§ **AIM OF THE TASK**
Pull out each line of the data below that contains the word "post", matching its case exactly.

§ **DATA EXCERPTS**
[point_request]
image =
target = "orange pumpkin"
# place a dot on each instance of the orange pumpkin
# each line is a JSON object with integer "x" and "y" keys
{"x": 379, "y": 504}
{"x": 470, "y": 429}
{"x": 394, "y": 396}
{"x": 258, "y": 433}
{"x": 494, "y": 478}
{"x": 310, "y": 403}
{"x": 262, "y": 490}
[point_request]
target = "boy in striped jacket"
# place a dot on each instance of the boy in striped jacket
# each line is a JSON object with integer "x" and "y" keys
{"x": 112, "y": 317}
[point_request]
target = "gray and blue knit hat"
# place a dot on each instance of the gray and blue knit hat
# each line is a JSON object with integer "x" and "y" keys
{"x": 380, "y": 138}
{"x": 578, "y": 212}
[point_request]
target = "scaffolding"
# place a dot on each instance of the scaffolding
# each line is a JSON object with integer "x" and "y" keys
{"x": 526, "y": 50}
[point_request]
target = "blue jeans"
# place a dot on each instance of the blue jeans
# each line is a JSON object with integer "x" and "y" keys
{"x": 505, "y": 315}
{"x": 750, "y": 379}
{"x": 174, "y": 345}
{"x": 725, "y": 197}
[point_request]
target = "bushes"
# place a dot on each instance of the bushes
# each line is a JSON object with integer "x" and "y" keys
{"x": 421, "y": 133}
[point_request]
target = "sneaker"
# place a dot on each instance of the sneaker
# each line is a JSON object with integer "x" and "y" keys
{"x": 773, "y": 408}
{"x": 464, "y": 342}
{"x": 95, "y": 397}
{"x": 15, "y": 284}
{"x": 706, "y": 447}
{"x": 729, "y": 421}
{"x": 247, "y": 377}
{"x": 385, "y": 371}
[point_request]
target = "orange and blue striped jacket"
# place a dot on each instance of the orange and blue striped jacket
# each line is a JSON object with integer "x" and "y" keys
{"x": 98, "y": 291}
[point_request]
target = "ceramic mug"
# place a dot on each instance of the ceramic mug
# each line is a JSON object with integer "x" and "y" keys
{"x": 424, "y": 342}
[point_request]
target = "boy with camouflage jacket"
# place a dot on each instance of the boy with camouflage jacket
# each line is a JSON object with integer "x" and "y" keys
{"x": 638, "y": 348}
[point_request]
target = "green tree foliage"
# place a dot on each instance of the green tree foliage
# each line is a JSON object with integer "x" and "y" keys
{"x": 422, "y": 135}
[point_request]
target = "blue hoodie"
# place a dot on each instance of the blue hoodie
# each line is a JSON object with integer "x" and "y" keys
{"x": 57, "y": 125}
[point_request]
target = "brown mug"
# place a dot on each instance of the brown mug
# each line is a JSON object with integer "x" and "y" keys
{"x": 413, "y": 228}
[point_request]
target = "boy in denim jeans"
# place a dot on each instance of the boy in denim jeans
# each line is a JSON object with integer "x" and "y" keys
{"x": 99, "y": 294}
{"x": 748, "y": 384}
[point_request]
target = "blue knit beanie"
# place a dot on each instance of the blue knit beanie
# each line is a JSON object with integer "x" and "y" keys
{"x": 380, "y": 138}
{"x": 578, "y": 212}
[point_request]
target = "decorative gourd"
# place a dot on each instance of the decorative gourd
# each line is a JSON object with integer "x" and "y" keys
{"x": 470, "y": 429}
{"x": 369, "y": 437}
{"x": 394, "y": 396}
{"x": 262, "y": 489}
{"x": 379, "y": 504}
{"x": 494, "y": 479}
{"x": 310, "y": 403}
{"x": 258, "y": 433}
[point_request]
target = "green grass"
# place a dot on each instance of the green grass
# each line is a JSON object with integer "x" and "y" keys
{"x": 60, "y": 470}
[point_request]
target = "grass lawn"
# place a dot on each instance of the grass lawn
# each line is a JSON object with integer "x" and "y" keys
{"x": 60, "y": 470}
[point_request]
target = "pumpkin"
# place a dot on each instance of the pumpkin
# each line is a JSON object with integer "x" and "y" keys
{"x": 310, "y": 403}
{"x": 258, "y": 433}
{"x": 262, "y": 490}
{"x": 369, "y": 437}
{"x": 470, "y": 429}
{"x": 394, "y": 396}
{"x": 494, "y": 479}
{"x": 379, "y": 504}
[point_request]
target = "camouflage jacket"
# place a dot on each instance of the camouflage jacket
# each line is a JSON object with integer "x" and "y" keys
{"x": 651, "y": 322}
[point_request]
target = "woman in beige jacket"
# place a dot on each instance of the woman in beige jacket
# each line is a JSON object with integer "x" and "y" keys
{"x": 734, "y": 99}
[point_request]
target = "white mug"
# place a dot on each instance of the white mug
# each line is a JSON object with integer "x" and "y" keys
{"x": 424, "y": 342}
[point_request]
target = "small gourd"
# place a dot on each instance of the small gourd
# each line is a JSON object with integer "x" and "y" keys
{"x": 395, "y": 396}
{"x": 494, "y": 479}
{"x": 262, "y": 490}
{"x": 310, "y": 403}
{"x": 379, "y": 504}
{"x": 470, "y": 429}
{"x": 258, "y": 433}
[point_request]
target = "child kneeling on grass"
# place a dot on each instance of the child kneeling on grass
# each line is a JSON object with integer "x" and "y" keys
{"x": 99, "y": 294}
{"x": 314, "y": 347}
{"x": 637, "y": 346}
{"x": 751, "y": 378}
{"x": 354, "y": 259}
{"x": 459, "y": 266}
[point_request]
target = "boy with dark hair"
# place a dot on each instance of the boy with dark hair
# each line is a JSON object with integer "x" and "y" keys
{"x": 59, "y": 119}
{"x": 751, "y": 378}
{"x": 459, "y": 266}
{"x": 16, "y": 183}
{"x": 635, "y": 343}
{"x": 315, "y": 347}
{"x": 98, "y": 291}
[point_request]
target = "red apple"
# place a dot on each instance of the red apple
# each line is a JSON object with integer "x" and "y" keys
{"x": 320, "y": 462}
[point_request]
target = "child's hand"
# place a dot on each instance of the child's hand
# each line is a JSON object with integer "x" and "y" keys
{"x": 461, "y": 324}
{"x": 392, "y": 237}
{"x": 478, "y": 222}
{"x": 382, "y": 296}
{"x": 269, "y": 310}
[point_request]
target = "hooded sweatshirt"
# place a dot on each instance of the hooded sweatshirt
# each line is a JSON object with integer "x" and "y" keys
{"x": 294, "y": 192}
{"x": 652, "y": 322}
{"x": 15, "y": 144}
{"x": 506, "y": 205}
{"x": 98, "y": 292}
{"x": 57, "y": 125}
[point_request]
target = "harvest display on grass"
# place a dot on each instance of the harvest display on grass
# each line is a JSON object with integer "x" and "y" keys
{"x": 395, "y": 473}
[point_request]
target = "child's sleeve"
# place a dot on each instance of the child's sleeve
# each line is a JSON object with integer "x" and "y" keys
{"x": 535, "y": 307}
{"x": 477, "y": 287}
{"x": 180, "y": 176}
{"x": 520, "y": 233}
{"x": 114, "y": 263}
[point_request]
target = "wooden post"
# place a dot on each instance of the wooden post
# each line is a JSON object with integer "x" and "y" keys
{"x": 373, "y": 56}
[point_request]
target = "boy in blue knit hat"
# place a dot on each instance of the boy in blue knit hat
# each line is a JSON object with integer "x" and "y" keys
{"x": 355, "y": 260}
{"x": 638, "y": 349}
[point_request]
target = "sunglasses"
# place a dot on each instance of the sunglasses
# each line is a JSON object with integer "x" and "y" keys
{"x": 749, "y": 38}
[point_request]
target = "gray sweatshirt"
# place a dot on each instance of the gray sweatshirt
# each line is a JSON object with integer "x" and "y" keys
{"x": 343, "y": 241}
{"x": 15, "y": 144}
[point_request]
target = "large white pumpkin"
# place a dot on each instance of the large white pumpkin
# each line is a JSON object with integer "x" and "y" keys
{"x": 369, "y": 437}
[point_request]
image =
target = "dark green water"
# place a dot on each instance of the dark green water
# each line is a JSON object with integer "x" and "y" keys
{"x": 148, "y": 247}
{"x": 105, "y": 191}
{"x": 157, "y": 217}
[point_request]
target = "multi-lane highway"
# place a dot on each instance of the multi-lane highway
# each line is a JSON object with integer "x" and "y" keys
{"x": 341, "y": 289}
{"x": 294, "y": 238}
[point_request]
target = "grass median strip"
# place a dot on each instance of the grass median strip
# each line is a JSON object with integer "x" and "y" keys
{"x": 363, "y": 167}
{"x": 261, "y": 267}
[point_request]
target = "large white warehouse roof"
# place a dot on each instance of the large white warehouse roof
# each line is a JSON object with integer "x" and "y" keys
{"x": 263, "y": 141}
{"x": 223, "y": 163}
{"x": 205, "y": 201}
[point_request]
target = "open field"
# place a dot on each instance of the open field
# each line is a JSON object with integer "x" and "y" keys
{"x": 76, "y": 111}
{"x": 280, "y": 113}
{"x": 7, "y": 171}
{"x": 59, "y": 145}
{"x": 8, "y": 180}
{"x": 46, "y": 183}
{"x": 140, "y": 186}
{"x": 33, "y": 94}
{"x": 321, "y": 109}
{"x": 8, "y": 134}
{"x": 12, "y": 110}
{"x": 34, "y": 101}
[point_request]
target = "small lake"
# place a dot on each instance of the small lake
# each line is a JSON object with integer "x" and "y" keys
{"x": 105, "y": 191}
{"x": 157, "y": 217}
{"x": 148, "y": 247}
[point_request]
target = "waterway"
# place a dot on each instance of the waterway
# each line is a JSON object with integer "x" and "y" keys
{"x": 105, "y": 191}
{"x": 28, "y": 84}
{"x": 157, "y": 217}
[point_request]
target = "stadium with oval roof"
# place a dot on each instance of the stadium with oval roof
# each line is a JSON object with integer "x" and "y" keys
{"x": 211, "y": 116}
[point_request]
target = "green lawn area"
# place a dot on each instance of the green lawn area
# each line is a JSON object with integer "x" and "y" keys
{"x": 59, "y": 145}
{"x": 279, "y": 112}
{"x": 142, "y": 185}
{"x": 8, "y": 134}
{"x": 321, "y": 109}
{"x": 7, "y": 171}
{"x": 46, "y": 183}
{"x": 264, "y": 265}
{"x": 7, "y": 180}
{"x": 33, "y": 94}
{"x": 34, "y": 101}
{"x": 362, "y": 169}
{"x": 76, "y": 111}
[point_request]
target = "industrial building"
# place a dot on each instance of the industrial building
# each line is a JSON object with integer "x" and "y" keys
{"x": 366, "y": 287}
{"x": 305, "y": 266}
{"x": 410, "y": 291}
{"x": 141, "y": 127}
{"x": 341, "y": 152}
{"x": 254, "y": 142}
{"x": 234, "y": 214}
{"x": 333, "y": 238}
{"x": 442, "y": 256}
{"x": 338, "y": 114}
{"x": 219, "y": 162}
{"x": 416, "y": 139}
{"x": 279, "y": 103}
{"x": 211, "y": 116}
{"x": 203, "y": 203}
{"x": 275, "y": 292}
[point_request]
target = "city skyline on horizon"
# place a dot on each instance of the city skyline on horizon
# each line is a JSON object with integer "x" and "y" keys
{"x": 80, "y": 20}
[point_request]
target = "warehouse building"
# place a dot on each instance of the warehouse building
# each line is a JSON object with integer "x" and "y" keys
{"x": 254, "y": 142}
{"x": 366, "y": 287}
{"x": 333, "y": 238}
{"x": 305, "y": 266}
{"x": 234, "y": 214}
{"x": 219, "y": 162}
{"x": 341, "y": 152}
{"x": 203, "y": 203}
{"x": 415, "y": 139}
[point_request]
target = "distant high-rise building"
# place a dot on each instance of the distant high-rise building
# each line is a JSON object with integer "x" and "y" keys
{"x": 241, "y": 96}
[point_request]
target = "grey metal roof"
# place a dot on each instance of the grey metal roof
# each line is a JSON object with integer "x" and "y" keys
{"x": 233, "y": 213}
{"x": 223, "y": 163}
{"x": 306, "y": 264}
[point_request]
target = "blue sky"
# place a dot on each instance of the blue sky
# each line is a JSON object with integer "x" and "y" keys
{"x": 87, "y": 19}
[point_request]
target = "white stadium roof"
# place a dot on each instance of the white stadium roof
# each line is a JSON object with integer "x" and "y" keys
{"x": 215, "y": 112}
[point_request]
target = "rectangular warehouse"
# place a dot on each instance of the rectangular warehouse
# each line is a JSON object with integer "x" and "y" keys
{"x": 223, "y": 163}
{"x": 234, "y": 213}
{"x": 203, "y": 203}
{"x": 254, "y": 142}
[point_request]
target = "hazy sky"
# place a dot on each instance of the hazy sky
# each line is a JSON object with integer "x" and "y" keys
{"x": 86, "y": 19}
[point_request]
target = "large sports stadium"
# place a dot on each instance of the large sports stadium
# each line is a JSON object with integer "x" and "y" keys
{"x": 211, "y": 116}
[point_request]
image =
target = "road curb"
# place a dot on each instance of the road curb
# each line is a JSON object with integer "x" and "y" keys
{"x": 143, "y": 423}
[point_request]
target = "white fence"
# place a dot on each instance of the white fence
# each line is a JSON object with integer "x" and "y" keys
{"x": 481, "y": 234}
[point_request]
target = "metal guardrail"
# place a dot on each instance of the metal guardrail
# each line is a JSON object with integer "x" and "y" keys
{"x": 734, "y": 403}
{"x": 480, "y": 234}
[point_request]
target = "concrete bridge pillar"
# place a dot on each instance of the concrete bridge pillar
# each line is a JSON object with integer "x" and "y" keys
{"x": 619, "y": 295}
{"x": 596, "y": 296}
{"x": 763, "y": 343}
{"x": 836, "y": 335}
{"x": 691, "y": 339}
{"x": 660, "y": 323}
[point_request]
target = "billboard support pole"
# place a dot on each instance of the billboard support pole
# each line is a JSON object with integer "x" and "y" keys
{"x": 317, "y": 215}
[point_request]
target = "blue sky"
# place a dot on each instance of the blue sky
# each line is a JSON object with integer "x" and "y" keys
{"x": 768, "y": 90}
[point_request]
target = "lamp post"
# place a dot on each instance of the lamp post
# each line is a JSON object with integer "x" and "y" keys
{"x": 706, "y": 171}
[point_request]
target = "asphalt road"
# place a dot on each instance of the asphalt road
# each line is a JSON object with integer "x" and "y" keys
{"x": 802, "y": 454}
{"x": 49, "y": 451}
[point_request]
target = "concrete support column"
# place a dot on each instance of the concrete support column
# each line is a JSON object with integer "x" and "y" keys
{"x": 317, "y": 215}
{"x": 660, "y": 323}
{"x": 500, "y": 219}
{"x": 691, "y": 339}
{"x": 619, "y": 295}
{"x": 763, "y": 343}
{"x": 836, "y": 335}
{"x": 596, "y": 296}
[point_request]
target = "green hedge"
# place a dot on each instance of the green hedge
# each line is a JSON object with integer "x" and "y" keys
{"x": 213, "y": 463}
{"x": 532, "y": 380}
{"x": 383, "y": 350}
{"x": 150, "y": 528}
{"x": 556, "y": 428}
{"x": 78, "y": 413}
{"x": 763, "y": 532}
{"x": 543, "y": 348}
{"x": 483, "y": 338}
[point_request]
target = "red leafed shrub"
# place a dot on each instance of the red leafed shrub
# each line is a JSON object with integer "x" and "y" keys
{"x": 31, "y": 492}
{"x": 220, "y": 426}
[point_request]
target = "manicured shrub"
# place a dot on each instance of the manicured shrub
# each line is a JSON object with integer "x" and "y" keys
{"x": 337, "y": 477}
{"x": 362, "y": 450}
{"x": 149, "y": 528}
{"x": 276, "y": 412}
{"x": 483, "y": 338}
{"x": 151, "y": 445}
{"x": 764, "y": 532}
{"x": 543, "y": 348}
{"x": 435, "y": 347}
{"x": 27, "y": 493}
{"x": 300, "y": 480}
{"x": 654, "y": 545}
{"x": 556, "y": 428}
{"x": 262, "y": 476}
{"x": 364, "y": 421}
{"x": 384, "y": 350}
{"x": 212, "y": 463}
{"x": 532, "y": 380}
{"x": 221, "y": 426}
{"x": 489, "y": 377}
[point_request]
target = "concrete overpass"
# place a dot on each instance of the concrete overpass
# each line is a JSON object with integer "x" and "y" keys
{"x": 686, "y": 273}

§ **THE RESPONSE**
target = "wooden post"
# place a dot on each instance of the wooden post
target = "lamp post"
# place a dot on each instance of the lamp post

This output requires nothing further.